◆ Texto proporcionado ◆

▬▬▬

SANTIAGO SECUESTRADO, EL FIN DE UN MITO
La catedral de Santiago acaba de prohibir el acceso a la misma de peregrinos con mochila y bordón. Olvidan estos señores que los peregrinos cuelgan sus sueños de la mochila y abren paso a los mismos con el bordón. Olvidan también que la catedral no es de Cabildo alguno, ni de Archicofradía alguna, ni siquiera de arzobispo alguno, la catedral es de Santiago y sus peregrinos, del último y más humilde de éstos. Los peregrinos ya tienen vedado el acceso al árbol de Jesé, a pie de Pórtico, donde rendidos tras el largo viaje depositaban su mano abierta y sus sentimientos, eso ya es recuerdo, polvo del Camino. Pero olvidan, sobre todo, estos ensotanados señores su propia historia.

▬▬▬

◆ Conjunto de datos ◆
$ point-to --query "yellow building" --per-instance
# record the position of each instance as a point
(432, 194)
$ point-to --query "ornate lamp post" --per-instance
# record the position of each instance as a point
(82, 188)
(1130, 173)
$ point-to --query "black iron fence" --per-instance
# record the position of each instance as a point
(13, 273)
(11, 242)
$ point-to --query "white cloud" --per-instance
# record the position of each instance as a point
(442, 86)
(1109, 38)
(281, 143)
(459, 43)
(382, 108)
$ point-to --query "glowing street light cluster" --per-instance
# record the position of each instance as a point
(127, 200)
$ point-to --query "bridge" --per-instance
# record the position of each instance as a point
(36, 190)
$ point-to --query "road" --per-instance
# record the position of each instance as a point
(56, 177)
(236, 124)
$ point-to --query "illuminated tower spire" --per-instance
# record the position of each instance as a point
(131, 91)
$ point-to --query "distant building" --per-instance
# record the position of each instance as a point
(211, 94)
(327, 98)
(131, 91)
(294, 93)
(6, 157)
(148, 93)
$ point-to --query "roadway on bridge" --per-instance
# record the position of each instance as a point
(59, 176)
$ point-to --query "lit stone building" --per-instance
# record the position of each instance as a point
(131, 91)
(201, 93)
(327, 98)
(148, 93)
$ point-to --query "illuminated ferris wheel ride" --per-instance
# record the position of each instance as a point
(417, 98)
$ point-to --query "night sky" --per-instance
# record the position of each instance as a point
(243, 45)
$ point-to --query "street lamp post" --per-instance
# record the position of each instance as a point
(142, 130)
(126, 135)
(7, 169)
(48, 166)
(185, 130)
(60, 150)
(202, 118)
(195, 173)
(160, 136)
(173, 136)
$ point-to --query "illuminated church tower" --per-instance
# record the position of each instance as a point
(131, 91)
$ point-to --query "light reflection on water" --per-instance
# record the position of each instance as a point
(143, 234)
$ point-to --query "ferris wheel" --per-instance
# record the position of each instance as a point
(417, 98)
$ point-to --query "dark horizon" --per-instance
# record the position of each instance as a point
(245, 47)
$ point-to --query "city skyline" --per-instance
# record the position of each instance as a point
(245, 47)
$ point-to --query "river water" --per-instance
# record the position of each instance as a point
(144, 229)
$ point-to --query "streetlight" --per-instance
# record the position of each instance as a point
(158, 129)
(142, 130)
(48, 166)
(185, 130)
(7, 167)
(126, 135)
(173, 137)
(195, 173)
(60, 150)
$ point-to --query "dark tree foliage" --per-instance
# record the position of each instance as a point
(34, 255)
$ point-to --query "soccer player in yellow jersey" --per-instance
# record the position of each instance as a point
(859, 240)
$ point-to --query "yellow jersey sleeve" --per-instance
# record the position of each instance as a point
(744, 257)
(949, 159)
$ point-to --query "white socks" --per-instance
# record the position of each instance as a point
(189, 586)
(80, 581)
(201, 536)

▬▬▬

◆ Consigna ◆
Continúa el texto sobre la catedral de Santiago y sus peregrinos a partir de donde termina.

◆ Respuesta del ejercicio ◆
La catedral se hizo por y para los peregrinos, no para ellos, ellos son simples guardianes, “custodios” de una tumba al final de todos los caminos de occidente, porteros sin chuzo pero con sotana, porteros burócratas, espesos y municipales, porteros “desalmados”, sin alma alguna. Y el propio templo es ejemplo de libro de un santuario específico de peregrinación. Allí dormían los peregrinos, comían, cantaban por naciones, asesinaban pòr un lugar ante el Apóstol (fue menester volver a consagrar varias veces el templo por estos derramamientos de sangre), rezaban, no abandonaban a su Apóstol tras centenares o miles de kilómetros de polvo, sudor, calamidades, miedo y fe, fe infinita.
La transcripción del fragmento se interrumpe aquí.